╭─ Available data
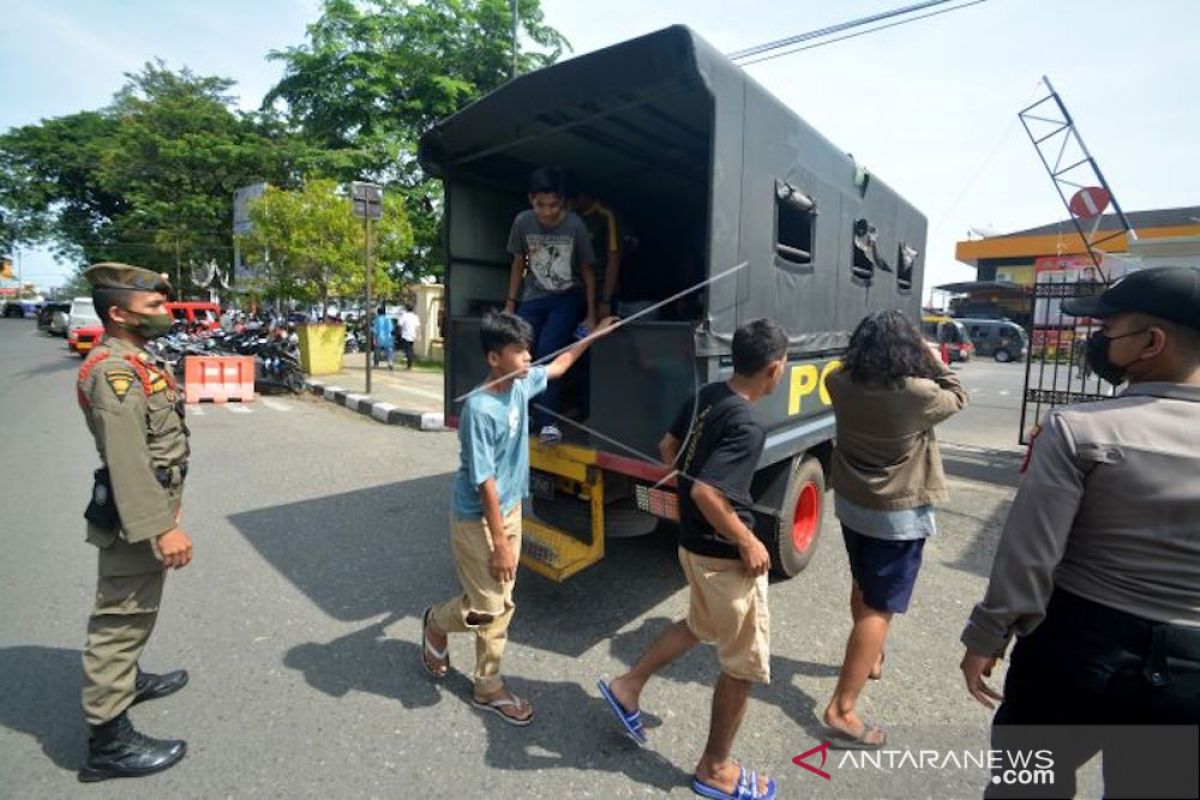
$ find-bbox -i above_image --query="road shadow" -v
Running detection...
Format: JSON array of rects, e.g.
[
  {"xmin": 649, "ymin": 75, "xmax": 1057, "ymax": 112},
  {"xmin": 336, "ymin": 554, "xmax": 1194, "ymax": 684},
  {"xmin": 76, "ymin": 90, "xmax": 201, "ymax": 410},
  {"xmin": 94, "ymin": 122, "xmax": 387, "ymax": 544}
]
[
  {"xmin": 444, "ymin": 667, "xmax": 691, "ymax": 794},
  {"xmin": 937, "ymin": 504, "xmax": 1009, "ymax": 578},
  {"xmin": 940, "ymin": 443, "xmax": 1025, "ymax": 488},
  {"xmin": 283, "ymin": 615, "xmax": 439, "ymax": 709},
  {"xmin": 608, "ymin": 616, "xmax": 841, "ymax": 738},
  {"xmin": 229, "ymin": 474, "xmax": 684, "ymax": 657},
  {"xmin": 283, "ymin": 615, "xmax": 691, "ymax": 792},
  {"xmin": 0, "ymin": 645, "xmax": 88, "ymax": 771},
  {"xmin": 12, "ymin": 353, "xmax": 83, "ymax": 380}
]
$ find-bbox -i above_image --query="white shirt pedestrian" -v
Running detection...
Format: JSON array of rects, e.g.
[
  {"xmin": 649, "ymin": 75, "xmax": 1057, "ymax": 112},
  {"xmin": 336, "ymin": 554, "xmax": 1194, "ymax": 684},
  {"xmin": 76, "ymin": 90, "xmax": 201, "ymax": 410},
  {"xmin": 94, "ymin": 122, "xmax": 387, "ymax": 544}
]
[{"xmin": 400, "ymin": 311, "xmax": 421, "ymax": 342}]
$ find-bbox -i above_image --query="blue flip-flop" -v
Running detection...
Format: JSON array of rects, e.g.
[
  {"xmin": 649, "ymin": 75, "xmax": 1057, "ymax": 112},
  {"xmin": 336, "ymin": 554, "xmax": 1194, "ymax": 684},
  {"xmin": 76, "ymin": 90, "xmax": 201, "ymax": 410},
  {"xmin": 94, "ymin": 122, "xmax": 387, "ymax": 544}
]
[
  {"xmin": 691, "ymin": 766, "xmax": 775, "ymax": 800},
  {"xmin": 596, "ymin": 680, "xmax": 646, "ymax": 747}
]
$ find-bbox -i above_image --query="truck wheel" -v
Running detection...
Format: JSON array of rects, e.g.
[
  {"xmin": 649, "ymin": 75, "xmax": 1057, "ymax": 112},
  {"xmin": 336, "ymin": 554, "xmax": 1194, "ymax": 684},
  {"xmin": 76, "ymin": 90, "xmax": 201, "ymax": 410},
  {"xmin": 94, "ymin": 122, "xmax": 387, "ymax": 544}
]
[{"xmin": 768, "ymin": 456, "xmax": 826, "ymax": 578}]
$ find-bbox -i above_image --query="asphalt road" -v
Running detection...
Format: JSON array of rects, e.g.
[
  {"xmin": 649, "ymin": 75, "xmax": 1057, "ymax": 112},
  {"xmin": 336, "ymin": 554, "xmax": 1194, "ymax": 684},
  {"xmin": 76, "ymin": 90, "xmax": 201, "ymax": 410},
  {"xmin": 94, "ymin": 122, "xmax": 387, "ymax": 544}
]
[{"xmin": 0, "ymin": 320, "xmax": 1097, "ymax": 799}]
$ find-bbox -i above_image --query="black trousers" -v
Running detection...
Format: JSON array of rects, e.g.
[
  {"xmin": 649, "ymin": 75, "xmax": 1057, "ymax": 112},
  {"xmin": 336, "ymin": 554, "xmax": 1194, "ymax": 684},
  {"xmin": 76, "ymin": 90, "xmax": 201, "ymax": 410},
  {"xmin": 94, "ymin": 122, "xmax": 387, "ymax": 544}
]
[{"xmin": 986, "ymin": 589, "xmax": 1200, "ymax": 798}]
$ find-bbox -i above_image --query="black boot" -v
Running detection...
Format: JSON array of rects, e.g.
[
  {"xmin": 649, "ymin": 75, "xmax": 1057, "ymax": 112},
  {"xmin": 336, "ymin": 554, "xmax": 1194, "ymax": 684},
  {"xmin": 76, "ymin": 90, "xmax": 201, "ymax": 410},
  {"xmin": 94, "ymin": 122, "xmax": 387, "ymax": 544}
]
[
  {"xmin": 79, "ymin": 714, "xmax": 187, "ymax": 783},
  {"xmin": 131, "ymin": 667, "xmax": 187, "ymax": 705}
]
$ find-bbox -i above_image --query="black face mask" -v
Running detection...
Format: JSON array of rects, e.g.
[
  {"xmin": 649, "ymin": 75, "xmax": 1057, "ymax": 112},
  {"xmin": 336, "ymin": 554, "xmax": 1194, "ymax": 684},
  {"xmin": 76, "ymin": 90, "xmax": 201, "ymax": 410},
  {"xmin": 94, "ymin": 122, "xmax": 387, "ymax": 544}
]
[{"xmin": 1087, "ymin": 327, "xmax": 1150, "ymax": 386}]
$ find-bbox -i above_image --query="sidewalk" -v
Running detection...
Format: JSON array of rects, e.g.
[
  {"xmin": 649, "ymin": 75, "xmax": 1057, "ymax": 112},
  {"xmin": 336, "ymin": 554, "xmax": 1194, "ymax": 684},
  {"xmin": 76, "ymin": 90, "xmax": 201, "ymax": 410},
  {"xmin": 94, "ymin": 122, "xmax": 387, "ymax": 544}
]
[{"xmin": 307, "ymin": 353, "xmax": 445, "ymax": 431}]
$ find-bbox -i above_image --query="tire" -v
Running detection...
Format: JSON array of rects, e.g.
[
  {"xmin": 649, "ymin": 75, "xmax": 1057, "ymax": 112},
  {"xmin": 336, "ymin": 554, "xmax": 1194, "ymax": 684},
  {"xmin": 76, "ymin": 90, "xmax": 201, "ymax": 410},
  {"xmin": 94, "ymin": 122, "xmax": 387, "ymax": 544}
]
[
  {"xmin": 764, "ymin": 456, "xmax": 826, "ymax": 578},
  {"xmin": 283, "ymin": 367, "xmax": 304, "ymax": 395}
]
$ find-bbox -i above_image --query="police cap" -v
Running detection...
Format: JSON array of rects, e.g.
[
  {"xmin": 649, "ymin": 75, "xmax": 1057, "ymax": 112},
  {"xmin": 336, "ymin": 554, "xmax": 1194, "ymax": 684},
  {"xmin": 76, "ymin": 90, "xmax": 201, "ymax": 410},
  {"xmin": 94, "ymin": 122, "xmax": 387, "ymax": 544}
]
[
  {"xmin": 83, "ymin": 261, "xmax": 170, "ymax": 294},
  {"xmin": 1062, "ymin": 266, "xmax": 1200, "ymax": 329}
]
╰─
╭─ Available data
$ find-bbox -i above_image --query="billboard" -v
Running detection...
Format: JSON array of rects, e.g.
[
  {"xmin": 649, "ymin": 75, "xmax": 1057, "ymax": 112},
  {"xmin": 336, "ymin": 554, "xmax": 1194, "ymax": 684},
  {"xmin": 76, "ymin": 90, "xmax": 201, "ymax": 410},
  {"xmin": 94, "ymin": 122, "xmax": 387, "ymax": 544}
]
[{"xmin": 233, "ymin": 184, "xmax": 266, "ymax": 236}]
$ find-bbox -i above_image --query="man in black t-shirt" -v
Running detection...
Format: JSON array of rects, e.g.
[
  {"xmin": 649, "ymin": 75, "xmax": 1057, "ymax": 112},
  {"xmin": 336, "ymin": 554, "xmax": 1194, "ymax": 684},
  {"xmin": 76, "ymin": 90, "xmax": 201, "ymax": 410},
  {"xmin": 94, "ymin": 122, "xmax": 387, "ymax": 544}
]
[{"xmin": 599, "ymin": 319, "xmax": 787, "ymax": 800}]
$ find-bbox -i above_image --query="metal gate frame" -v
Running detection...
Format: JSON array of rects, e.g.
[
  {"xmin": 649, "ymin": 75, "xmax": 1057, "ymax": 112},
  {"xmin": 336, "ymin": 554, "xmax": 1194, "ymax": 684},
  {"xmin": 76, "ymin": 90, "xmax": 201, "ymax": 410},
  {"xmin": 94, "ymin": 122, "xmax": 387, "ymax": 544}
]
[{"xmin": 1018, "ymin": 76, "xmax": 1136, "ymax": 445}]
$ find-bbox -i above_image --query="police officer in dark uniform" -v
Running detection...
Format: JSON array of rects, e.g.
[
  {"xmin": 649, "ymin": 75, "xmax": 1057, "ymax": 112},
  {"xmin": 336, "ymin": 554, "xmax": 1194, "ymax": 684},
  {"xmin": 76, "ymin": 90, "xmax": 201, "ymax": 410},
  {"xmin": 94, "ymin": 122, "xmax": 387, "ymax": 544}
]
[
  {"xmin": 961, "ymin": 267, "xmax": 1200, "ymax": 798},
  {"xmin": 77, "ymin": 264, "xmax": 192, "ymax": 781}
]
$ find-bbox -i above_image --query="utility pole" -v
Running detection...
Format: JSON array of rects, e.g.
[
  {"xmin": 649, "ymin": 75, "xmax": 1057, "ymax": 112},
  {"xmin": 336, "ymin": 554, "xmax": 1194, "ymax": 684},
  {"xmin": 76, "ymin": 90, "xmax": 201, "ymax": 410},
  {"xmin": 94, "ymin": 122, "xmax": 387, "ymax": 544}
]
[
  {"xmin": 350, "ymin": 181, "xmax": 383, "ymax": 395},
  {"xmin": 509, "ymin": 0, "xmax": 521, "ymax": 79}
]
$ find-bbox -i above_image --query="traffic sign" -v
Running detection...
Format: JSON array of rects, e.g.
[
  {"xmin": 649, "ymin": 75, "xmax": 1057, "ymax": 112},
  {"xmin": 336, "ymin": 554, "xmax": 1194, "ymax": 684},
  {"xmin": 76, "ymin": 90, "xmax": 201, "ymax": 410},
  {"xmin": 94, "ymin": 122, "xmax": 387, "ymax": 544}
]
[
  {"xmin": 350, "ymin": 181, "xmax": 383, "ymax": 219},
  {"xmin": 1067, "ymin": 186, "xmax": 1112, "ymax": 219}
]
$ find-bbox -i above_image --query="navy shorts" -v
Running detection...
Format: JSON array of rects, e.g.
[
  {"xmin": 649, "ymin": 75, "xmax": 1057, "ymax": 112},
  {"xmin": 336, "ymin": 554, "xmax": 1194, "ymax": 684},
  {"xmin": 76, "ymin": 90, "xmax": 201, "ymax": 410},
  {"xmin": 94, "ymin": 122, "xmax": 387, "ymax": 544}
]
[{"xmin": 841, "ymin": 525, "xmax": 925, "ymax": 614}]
╰─
╭─ Available data
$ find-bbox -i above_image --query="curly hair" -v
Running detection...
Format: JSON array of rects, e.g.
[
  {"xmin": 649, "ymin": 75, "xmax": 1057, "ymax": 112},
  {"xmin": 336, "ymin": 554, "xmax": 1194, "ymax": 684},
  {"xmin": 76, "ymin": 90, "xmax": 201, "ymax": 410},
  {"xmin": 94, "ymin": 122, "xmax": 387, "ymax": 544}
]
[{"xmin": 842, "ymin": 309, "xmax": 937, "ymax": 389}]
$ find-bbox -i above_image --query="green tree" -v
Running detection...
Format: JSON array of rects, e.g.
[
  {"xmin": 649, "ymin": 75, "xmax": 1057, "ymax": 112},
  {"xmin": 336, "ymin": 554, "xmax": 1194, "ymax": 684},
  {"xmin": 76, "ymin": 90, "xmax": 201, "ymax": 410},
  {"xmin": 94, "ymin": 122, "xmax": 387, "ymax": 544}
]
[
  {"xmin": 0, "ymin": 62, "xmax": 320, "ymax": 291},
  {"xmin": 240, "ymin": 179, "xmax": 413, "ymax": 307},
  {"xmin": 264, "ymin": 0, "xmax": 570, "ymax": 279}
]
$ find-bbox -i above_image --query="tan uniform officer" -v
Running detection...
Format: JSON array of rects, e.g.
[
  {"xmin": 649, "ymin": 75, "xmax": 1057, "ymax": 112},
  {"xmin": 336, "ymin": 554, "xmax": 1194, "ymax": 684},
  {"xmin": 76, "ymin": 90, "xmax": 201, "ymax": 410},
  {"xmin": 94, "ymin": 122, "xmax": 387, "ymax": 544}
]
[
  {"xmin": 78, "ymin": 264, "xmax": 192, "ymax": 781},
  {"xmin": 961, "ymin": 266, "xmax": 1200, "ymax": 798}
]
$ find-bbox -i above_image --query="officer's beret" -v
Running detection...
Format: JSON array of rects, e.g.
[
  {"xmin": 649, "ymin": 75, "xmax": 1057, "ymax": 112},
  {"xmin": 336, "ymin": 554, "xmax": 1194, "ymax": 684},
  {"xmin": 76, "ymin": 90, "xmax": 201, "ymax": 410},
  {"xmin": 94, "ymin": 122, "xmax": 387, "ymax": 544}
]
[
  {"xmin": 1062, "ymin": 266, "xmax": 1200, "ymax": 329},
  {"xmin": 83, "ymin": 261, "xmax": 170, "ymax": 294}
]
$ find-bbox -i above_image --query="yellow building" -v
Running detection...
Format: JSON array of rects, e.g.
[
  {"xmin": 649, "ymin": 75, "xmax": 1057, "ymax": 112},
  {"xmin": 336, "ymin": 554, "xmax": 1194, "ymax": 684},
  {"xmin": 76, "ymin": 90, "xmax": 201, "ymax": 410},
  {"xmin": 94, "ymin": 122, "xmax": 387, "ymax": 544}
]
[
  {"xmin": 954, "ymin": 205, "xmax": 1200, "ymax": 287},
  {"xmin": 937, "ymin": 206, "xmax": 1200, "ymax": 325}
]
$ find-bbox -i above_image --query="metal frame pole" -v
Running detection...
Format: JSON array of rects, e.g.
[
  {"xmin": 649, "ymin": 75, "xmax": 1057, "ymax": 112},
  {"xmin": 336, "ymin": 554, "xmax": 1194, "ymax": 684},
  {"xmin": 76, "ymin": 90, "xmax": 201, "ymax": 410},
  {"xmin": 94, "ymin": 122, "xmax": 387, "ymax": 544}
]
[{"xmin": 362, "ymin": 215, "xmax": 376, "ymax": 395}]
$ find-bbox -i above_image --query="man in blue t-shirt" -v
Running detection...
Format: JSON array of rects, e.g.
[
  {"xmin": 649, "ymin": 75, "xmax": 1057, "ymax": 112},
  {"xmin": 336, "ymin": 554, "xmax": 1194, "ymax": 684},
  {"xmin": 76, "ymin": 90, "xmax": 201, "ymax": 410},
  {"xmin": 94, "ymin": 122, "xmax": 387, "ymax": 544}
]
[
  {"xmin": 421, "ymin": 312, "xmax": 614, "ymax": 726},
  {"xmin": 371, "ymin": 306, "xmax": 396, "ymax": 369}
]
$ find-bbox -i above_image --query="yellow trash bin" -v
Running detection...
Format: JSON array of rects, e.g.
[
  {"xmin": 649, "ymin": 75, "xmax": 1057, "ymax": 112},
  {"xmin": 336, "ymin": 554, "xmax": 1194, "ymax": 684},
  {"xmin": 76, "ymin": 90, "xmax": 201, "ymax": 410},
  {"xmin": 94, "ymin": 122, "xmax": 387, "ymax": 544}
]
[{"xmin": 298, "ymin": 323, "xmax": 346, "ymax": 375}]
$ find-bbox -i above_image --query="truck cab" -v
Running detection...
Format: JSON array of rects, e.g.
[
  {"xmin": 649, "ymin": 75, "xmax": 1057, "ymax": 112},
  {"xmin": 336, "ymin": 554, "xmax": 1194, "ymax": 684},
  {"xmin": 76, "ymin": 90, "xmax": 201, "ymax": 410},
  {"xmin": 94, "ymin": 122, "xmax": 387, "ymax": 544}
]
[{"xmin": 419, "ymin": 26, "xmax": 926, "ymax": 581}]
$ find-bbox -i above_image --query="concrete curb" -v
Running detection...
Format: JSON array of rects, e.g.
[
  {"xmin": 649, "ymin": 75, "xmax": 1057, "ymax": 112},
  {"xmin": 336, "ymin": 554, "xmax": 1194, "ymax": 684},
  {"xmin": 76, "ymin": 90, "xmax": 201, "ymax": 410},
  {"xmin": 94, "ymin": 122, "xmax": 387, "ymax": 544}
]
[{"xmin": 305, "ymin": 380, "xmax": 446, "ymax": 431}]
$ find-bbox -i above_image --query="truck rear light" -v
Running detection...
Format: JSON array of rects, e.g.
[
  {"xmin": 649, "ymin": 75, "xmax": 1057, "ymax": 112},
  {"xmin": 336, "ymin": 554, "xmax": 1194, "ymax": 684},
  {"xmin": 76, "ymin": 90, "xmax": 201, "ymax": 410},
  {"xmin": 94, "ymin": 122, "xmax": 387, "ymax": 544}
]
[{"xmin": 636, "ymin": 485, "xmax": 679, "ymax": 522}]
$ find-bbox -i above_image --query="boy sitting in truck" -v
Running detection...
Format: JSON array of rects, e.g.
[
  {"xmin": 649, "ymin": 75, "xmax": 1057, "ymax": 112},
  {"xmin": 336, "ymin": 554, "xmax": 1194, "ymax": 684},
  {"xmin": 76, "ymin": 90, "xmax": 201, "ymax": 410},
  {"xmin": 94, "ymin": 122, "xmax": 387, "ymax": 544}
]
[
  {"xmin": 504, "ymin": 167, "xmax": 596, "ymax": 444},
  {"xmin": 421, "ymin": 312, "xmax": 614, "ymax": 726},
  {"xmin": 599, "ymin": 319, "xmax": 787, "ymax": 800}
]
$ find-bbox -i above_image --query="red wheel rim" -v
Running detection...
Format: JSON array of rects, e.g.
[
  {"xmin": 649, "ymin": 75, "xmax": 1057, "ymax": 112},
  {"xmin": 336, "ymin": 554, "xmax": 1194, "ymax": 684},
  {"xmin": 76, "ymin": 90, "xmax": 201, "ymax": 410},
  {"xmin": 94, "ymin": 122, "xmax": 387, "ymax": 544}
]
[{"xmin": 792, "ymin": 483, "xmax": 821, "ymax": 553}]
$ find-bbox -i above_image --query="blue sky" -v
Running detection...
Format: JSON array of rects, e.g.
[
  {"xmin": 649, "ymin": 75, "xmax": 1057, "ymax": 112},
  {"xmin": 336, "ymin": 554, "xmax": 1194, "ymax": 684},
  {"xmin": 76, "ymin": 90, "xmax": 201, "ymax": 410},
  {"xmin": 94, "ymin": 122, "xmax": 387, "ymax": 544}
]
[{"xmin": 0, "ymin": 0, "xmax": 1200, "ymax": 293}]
╰─
◆ **The request**
Pick out every line in the material above that contains the word "pole", and copy each of those lines in full.

◆ **Expected output**
$ find-bbox -i above_image --query="utility pole" -v
$ find-bbox -i above_image --query="metal frame pole" -v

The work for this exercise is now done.